Directions for this task:
Give every line of the data again, unchanged, but with no pictures.

Information provided:
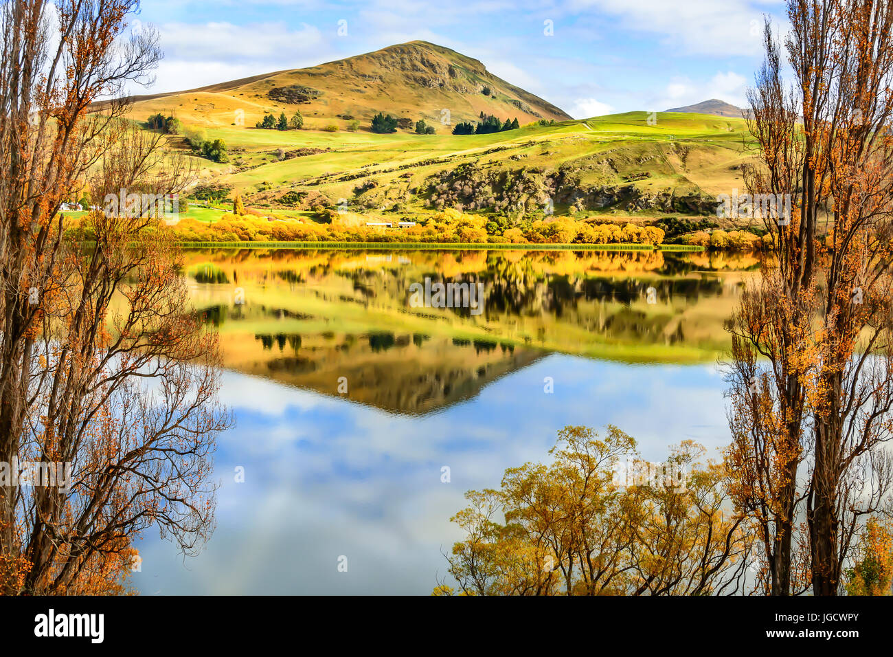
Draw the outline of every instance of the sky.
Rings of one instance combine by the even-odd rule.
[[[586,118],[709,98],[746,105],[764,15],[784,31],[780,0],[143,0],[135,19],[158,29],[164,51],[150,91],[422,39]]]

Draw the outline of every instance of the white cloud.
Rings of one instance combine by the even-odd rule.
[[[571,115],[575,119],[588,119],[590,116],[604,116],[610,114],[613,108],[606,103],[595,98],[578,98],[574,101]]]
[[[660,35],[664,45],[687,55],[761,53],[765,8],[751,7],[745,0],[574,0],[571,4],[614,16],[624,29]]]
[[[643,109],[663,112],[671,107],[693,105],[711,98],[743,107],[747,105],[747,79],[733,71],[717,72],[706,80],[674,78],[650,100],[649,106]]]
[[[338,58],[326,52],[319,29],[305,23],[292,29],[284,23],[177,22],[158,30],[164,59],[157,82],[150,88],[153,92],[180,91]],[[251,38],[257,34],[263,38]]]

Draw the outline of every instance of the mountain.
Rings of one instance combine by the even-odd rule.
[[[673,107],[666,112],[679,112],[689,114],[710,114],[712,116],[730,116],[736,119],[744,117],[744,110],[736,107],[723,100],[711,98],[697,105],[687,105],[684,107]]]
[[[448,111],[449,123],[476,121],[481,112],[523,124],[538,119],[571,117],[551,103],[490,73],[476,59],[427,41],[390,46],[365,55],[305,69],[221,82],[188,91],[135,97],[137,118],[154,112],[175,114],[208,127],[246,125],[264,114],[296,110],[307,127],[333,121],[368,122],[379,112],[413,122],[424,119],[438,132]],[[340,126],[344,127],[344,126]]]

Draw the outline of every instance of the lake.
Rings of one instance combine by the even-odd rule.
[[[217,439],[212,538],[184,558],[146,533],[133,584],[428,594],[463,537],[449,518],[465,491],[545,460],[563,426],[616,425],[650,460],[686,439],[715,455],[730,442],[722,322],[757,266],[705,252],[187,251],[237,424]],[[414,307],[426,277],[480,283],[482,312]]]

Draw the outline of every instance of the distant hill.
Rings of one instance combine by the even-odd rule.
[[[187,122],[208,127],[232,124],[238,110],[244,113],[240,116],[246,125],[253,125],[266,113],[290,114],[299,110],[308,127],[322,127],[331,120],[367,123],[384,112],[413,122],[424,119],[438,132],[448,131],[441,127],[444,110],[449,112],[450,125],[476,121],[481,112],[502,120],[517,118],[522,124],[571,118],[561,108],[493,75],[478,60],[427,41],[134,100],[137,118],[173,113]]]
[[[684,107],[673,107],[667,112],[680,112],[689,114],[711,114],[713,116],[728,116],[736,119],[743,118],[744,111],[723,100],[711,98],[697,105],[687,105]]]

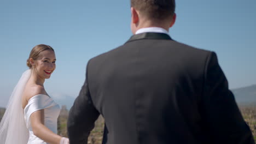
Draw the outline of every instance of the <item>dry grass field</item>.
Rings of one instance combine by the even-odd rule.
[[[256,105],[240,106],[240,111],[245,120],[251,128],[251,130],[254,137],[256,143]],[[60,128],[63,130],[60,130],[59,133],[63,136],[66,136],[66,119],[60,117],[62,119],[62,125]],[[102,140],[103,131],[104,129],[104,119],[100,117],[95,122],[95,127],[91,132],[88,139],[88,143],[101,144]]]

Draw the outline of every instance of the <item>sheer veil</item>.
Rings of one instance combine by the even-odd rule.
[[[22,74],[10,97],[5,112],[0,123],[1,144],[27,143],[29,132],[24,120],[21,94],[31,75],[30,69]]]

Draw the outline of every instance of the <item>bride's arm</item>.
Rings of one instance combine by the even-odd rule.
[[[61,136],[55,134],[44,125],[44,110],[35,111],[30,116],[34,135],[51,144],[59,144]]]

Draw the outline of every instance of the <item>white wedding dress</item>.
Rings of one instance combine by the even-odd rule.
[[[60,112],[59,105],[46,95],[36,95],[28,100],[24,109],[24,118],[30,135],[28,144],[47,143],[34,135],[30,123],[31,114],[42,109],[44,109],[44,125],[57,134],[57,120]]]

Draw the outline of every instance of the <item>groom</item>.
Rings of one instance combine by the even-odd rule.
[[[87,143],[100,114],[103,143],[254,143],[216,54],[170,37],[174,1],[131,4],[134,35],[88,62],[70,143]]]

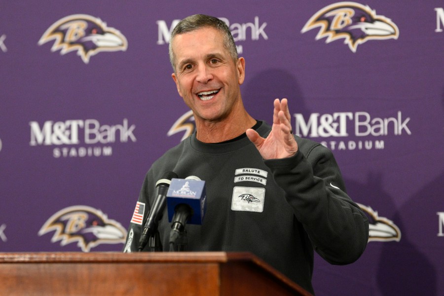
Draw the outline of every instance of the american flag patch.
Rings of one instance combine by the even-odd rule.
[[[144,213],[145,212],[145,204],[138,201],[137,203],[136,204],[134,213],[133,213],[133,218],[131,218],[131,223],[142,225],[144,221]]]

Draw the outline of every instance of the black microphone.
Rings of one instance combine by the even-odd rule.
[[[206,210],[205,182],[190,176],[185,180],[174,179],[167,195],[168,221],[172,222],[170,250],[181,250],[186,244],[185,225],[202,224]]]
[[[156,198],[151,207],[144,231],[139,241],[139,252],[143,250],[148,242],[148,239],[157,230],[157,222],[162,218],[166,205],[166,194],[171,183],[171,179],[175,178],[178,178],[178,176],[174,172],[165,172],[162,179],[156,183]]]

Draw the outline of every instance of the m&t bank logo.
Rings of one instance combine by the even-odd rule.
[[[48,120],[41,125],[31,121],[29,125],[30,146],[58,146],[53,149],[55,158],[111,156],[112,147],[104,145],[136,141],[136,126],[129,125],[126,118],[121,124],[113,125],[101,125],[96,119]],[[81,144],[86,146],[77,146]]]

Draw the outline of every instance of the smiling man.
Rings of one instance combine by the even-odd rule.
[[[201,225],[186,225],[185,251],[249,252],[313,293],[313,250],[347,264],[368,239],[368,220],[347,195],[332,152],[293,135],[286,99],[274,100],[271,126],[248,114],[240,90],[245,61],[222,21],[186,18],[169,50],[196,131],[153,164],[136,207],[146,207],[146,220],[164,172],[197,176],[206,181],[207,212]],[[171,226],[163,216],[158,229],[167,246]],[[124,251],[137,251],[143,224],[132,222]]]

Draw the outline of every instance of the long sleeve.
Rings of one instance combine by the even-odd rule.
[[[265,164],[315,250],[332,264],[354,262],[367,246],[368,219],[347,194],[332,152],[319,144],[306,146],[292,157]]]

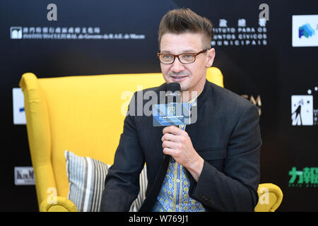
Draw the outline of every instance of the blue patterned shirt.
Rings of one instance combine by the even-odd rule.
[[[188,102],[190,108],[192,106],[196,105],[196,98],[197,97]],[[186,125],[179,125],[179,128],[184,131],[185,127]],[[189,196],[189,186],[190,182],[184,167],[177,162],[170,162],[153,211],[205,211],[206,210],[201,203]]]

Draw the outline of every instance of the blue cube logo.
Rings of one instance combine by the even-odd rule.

Expected answer:
Draw the outline of every instance of the sky.
Rings of one instance combine by the even-odd rule.
[[[586,118],[709,98],[746,105],[764,15],[784,31],[780,0],[143,0],[135,19],[158,29],[164,51],[150,91],[422,39]]]

Draw the outline of every instance of the white cloud.
Rings of one instance combine by the even-odd rule.
[[[571,115],[575,119],[588,119],[590,116],[604,116],[610,114],[613,108],[606,103],[595,98],[578,98],[574,101]]]
[[[660,35],[664,45],[687,55],[761,53],[765,8],[751,7],[745,0],[574,0],[571,4],[614,16],[624,29]]]
[[[643,109],[663,112],[671,107],[693,105],[711,98],[743,107],[747,105],[747,79],[733,71],[717,72],[706,80],[674,78],[650,100],[649,106]]]
[[[338,58],[326,52],[319,29],[305,23],[292,29],[284,23],[177,22],[158,30],[164,59],[157,82],[150,88],[153,92],[180,91]],[[251,38],[257,34],[263,38]]]

Draw the outline of every instance of the mountain.
Rings of one instance combine by the even-odd rule.
[[[673,107],[666,112],[679,112],[689,114],[710,114],[712,116],[730,116],[736,119],[744,117],[744,110],[736,107],[723,100],[711,98],[697,105],[687,105],[684,107]]]
[[[448,111],[449,123],[476,121],[481,112],[523,124],[538,119],[571,117],[551,103],[490,73],[476,59],[427,41],[390,46],[365,55],[305,69],[221,82],[188,91],[135,97],[137,118],[154,112],[175,114],[208,127],[246,125],[264,114],[296,110],[307,127],[333,121],[368,122],[379,112],[413,122],[424,119],[438,132]],[[340,126],[344,127],[344,126]]]

Draw the outline of every instance of the lake.
Rings of one instance combine by the even-odd rule.
[[[217,439],[212,538],[184,558],[146,533],[133,584],[428,594],[463,537],[449,518],[465,491],[545,460],[563,426],[616,425],[650,460],[686,439],[715,455],[730,442],[722,322],[757,266],[705,252],[187,251],[237,424]],[[414,307],[426,277],[480,283],[482,312]]]

Draw the outline of every instance of the distant hill.
Rings of one instance combine by the even-odd rule.
[[[187,122],[208,127],[232,124],[238,110],[244,113],[240,116],[246,125],[253,125],[266,113],[290,114],[299,110],[308,127],[322,127],[331,120],[367,123],[384,112],[413,122],[424,119],[438,132],[448,131],[441,127],[444,110],[449,112],[450,125],[476,121],[481,112],[502,120],[517,118],[522,124],[571,118],[561,108],[493,75],[478,60],[427,41],[134,100],[137,118],[173,113]]]
[[[684,107],[673,107],[667,112],[680,112],[689,114],[711,114],[713,116],[728,116],[736,119],[743,118],[744,111],[723,100],[711,98],[697,105],[687,105]]]

Draw the outline of every instance of the <item>dry grass field</item>.
Rings of one instance combine by the even-odd rule.
[[[256,105],[240,106],[240,111],[245,120],[251,128],[251,130],[254,137],[256,143]],[[60,128],[63,130],[60,130],[59,133],[63,136],[66,136],[66,119],[60,117],[62,119],[62,125]],[[102,140],[103,131],[104,129],[104,119],[100,117],[95,122],[95,127],[91,132],[88,139],[88,143],[101,144]]]

Draw the outline of every instance of the <item>sheer veil</item>.
Rings of one instance combine by the even-odd rule.
[[[22,74],[10,97],[5,112],[0,123],[1,144],[27,143],[29,132],[24,120],[21,94],[31,75],[30,69]]]

Draw the outline of every instance of the <item>bride's arm</item>.
Rings of one instance combine by the even-odd rule.
[[[61,136],[55,134],[44,125],[44,110],[35,111],[30,116],[34,135],[51,144],[59,144]]]

Draw the outline of every instance of the <item>white wedding dress</item>.
Rings of one instance combine by the even-odd rule.
[[[60,112],[59,105],[46,95],[36,95],[28,100],[24,109],[24,118],[30,135],[28,144],[47,143],[34,135],[30,123],[31,114],[42,109],[44,109],[44,125],[57,134],[57,120]]]

Draw the outline of every instance of the <item>groom</item>.
Rings of one instance combine by the even-odd rule.
[[[87,143],[100,114],[103,143],[254,143],[216,54],[170,37],[174,1],[131,4],[134,35],[88,62],[70,143]]]

Draw the outline of every instance of the american flag patch.
Rings of one instance combine by the even-odd rule.
[[[144,213],[145,212],[145,204],[138,201],[137,203],[136,204],[134,213],[133,213],[133,218],[131,218],[131,223],[142,225],[144,221]]]

Draw the outline of every instance of the black microphone.
Rings of one instance combine by the even-odd rule.
[[[206,210],[205,182],[190,176],[185,180],[174,179],[167,195],[168,221],[172,222],[170,250],[181,250],[186,244],[185,225],[202,224]]]
[[[156,198],[151,207],[144,231],[139,241],[139,252],[143,250],[148,242],[148,239],[157,230],[157,222],[162,218],[166,205],[166,194],[171,183],[171,179],[175,178],[178,178],[178,176],[174,172],[165,172],[162,179],[156,183]]]

Draw the outline of every instance of the m&t bank logo.
Rings of one instance combine by the even-odd rule.
[[[48,120],[41,125],[31,121],[29,125],[30,146],[58,146],[53,149],[55,158],[111,156],[112,147],[104,145],[136,141],[136,126],[129,125],[126,118],[121,124],[113,125],[101,125],[96,119]],[[81,144],[86,146],[77,146]]]

Draw the outline of every instance of the smiling man.
Rings of one instance combine by the even-odd rule.
[[[201,225],[186,225],[185,251],[249,252],[313,293],[313,250],[347,264],[368,239],[368,220],[347,195],[332,152],[293,135],[286,99],[274,100],[271,126],[248,114],[240,90],[245,61],[222,21],[186,18],[169,50],[196,131],[153,164],[136,207],[146,207],[146,220],[164,172],[197,176],[206,181],[207,212]],[[171,226],[163,216],[158,229],[167,246]],[[124,251],[137,251],[143,224],[132,222]]]

Draw the outline of every instance of the long sleeve.
Rings of one instance combine by the even-odd rule.
[[[265,164],[315,250],[332,264],[354,262],[367,246],[368,219],[347,194],[332,152],[319,144],[306,146],[292,157]]]

Draw the outline of every instance of the blue patterned shirt.
Rings of one instance combine by the even-odd rule.
[[[188,102],[190,108],[192,106],[196,105],[196,98],[197,97]],[[186,125],[179,125],[179,128],[184,131],[185,127]],[[189,196],[189,186],[190,182],[184,167],[177,162],[170,162],[153,211],[205,211],[206,210],[201,203]]]

Draw the outline of every instance of the blue cube logo.
Rings of one instance combine by the even-odd rule.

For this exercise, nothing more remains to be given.